§ Records provided:
• • • •
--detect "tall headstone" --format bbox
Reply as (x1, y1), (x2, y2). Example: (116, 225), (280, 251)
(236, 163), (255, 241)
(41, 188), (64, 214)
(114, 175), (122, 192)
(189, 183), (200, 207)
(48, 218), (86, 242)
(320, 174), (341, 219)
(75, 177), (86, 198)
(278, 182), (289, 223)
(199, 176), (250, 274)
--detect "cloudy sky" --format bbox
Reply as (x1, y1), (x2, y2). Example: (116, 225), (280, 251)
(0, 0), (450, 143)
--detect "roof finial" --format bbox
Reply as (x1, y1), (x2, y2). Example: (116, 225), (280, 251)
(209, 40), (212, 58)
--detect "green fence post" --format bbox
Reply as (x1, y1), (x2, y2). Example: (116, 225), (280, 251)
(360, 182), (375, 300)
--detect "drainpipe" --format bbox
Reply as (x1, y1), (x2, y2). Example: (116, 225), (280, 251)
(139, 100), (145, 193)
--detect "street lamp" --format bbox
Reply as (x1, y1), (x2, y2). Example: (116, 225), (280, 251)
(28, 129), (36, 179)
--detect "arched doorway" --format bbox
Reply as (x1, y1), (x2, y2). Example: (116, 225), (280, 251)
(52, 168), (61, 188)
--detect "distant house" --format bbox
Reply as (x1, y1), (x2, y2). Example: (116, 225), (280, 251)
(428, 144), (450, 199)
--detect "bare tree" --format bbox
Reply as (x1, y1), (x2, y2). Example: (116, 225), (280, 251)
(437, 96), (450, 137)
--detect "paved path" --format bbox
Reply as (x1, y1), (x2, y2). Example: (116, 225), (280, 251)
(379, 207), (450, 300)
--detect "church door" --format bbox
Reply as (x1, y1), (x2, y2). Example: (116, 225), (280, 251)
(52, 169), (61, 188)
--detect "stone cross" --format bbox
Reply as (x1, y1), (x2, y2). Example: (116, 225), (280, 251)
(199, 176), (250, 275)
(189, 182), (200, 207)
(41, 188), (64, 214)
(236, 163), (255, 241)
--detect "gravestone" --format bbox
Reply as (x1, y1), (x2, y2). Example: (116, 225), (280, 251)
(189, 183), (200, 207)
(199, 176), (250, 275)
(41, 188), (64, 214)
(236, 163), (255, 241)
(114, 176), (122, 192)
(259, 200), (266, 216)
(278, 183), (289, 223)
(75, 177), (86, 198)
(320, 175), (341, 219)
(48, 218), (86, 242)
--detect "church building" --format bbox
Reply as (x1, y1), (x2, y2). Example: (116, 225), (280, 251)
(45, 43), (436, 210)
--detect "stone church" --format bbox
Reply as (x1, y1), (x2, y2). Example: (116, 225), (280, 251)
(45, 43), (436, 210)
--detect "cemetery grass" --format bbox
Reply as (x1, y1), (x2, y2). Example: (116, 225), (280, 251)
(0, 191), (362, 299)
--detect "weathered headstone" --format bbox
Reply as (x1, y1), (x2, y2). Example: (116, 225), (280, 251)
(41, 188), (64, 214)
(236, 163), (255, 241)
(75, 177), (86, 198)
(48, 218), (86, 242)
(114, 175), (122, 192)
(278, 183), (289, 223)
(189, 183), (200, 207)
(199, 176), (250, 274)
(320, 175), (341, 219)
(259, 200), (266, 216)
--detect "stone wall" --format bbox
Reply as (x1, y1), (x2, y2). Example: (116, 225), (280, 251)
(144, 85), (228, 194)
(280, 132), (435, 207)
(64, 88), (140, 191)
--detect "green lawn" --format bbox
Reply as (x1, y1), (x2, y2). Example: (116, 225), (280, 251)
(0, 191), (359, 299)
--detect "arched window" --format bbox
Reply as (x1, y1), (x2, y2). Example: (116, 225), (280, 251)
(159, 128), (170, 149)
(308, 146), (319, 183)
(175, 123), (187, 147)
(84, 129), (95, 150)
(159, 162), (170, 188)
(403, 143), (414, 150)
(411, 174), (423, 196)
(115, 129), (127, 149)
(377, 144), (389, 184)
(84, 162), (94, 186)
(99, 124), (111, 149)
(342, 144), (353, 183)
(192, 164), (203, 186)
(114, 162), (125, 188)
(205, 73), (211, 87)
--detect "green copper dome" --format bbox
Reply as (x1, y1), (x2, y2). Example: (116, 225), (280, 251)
• • • •
Show every line above that contains the string "green", copying each such line in full.

§ Output below:
--detect "green fence post" --format bbox
--detect "green lawn" --format bbox
--detect "green copper dome" --format bbox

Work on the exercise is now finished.